◆ **About this exercise**: Make an exact copy of each entry, leaving out every picture.

== Segment start ==

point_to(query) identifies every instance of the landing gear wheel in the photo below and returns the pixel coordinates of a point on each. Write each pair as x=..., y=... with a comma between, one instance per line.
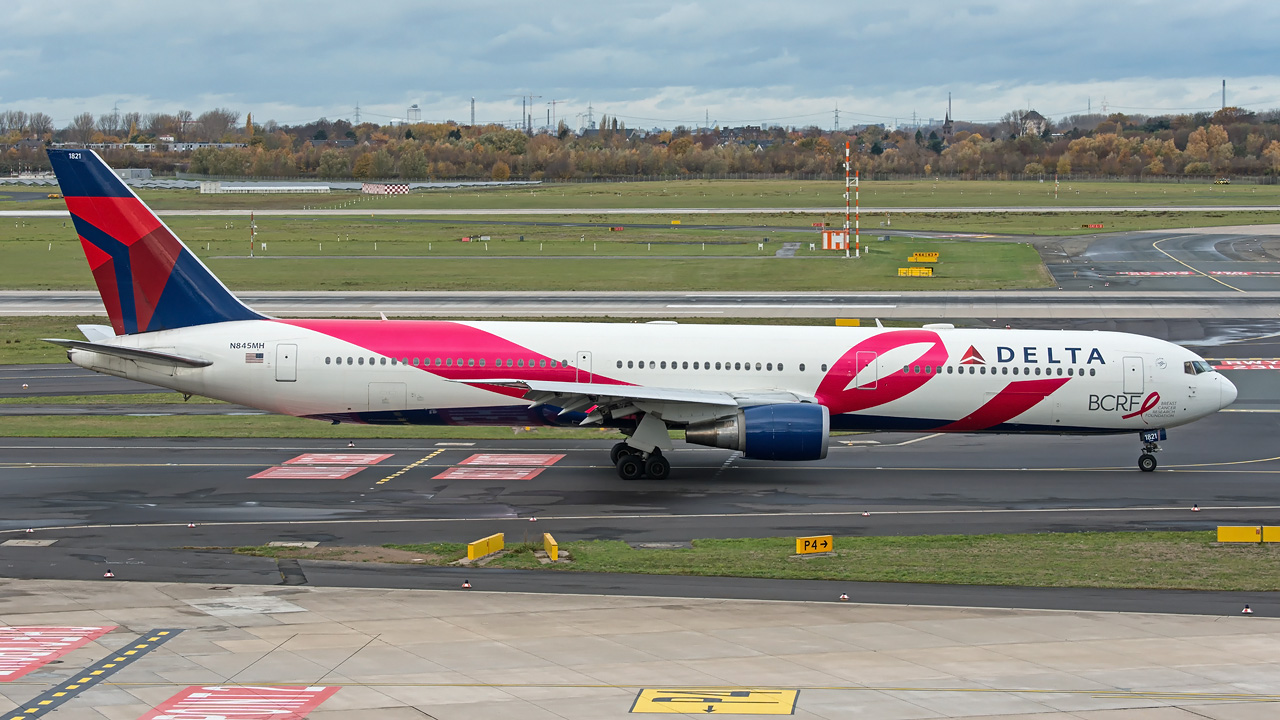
x=657, y=466
x=618, y=450
x=630, y=466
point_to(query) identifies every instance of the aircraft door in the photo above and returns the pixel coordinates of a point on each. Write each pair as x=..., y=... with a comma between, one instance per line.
x=1133, y=374
x=869, y=373
x=387, y=396
x=286, y=363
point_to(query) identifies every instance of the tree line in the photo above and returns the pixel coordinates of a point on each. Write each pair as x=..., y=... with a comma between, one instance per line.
x=1228, y=142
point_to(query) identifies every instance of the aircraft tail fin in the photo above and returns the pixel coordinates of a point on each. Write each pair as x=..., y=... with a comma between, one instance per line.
x=147, y=278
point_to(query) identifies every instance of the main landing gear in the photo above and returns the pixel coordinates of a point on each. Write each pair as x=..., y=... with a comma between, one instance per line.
x=632, y=464
x=1150, y=438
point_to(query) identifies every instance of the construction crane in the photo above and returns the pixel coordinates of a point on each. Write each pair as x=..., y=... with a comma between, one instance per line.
x=526, y=103
x=553, y=103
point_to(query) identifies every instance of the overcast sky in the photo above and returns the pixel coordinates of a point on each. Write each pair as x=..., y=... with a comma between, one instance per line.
x=649, y=63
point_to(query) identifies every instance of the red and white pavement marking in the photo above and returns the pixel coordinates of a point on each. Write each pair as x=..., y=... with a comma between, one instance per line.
x=1257, y=364
x=306, y=473
x=241, y=703
x=338, y=459
x=489, y=474
x=513, y=460
x=23, y=650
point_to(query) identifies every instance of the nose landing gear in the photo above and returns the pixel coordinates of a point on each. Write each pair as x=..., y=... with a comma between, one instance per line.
x=1150, y=438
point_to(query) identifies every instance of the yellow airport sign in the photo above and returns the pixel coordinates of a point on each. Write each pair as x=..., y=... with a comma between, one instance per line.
x=817, y=543
x=485, y=546
x=1239, y=533
x=717, y=701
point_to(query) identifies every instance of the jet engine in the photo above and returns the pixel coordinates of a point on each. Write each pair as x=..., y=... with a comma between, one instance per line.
x=794, y=431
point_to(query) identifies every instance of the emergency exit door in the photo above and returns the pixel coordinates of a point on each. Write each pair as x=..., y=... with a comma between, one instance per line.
x=286, y=363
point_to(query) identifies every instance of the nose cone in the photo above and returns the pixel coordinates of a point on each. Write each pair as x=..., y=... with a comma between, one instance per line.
x=1228, y=392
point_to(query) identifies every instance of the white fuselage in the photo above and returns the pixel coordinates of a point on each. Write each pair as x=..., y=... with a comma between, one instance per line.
x=869, y=378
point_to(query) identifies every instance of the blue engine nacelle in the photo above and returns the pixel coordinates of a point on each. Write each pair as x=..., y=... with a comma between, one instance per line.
x=769, y=432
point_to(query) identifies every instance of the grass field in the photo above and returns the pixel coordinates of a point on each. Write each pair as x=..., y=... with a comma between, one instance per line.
x=39, y=263
x=19, y=335
x=740, y=194
x=1188, y=560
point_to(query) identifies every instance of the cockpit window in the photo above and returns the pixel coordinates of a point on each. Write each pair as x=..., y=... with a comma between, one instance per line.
x=1197, y=367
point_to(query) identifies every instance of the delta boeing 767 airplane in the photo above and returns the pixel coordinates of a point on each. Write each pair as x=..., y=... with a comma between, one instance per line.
x=769, y=392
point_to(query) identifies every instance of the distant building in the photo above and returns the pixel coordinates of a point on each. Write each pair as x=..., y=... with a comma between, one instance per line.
x=190, y=146
x=1034, y=123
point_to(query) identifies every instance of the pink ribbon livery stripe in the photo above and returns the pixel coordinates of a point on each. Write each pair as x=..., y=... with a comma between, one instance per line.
x=1150, y=402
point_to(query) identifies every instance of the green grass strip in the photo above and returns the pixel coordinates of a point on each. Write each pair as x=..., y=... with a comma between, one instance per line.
x=1151, y=560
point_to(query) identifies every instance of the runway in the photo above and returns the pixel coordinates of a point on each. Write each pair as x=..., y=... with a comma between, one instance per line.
x=831, y=210
x=128, y=502
x=1224, y=273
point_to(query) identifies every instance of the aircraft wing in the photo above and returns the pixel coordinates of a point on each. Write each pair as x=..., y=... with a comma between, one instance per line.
x=599, y=400
x=132, y=352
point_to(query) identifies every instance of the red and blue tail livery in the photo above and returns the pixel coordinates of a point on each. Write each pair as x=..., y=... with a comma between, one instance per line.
x=769, y=392
x=149, y=279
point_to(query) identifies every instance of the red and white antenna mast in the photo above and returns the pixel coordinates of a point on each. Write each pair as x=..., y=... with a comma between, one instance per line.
x=846, y=199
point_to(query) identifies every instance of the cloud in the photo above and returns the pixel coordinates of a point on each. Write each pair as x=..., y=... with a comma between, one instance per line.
x=658, y=62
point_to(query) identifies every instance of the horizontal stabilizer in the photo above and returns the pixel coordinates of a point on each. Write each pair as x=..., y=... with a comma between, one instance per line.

== Segment end ==

◆ **Answer for the task**:
point_to(query) identifies every instance of the landing gear wheel in the photo below and returns the pixel coordinates of a point on each. Write each pair as x=..., y=... with a comma between, one instance per line.
x=657, y=466
x=618, y=450
x=630, y=466
point_to(query) identifies every instance of the aircraft door in the photo above and returns the pixel coordinates of a point on each. Write each pair as x=..., y=... with a comma between, one instance per line.
x=1133, y=374
x=869, y=373
x=387, y=396
x=286, y=363
point_to(query) identifies every instance of the tree line in the photo above and returns the pixel coordinates of a point on each. Write each pair as x=..., y=... with a comma between, one instance per line.
x=1228, y=142
point_to(query) identifies every instance of the aircraft tail fin in the photo above and returns the pixel coordinates of a point on each. Write each pair as x=..., y=... with a comma between, one instance per line.
x=147, y=278
point_to(query) identifies every instance of the main landing gear in the photo above and returns the pixel coordinates of a point on each. Write each pair as x=..., y=... with a comma between, one instance per line.
x=632, y=464
x=1150, y=438
point_to(query) identifies every instance of the construction crane in the photo above and returns the pixel coordinates of a point on each. Write each pair as x=..., y=... with a comma between, one instance per line.
x=526, y=103
x=553, y=103
point_to(query) identifies every instance of the overcast sky in the photo above and returns the pixel coordinates of a point on each. Write each pair as x=..., y=... with a comma between, one instance per line.
x=649, y=63
point_to(query) identifies every instance of the red and white pavement marking in the photo above and returns the pixel coordinates of a point on each. Write each pair as x=..., y=... with a comma between, one instance per line.
x=1257, y=364
x=306, y=473
x=241, y=703
x=338, y=459
x=489, y=474
x=513, y=460
x=23, y=650
point_to(query) identifies every instance of the nose landing gear in the photo above and returns the pixel coordinates of a point on each. Write each pair as x=..., y=... with a comma between, one instance per line.
x=1150, y=438
point_to(query) identifies every instance of the yellow airport sign in the photo above and returns the pixel coordinates of a point on each. Write each pair as x=..., y=... with a comma between, one instance per line.
x=817, y=543
x=485, y=546
x=1239, y=533
x=717, y=701
point_to(query) identifies every instance of the jet engine in the photo above and returns the pixel coordinates of a point on each. Write each pair as x=..., y=... with a comma between, one instance per line.
x=794, y=431
point_to(query) identifies every instance of the emergency exit door in the photo above and returns the pixel coordinates of a point on each. Write each pair as x=..., y=... with a comma between, one instance per line.
x=286, y=363
point_to(query) identifies every instance of the nose cone in the photo above and returns the pixel coordinates of a point on each. Write each pair as x=..., y=... with a comma between, one instance per line.
x=1228, y=392
point_to(query) identifies every instance of the white fuselage in the photo above and returns the pixel coordinates of a point on each. Write each pair as x=..., y=... with a comma between, one instance per line.
x=869, y=378
point_to(query) identifies every instance of the blue engine nacelle in the photo above and returns the pixel coordinates of a point on each. Write each pair as x=..., y=... with a comma between, one instance per line.
x=769, y=432
point_to(query) identifies every instance of the grass field in the photo above and returns the pixel coordinates of a point on each. Write each pair as x=..., y=... with a comma between, one instance per line.
x=39, y=263
x=19, y=335
x=740, y=194
x=1188, y=560
point_to(query) identifies every instance of the cockpit window in the photo above and returns the pixel coordinates of a point on each. Write each pair as x=..., y=... with a comma between, one instance per line.
x=1197, y=367
point_to(query) identifies every instance of the delta boeing 767 airplane in the photo above and returns the pixel coordinates of a point on each. Write each pair as x=..., y=... with a comma between, one instance per line.
x=769, y=392
point_to(query) identifies every instance of the distant building in the photo above and returns the pixel coordinates of a point on each. Write each pair as x=..., y=... with a comma between, one instance per line.
x=190, y=146
x=1034, y=123
point_to(query) identifies every instance of the pink ribbon livery stripe in the photo above and returns the pixel coordinates of a point on each. Write each pair as x=..., y=... with a comma between, one instance per line.
x=1150, y=402
point_to(query) identifies every instance of the green grass strip in the photo above and returns the pixel coordinates of a point on each. Write each pair as x=..., y=... with a comma between, one instance per line.
x=1151, y=560
point_to(query) identifies every instance of the runway in the photo above and returns the pixel coordinates of a point on each. Write each pair as x=..., y=... with a comma between, one instance per line.
x=831, y=210
x=128, y=502
x=1224, y=273
point_to(query) identifies every instance of the aircraft wing in the photo above and returns the pixel coordinates of a point on each. Write each pair as x=..., y=... with a comma between, one instance per line.
x=599, y=400
x=132, y=352
point_to(query) identifies every instance of the red and blue tail livery in the photo above and returns the pixel coordinates of a point on each. Write each pair as x=..., y=... with a comma between, one instance per line.
x=769, y=392
x=149, y=279
point_to(query) identifies every instance of the red and white antenna mast in the photo above and returns the pixel coordinates of a point on each. Write each pair as x=..., y=... with a comma between, one instance per line.
x=846, y=199
point_to(query) identifies every instance of the cloud in the photo above and returns the pixel coordinates of a point on each. Write each pair as x=..., y=... with a comma between, one instance per line.
x=658, y=62
point_to(query) identifies every instance of the horizontal stabilizer in the photo above and returns the pixel coordinates of a point on each. Write each pair as x=..., y=... with a comma between, one instance per line.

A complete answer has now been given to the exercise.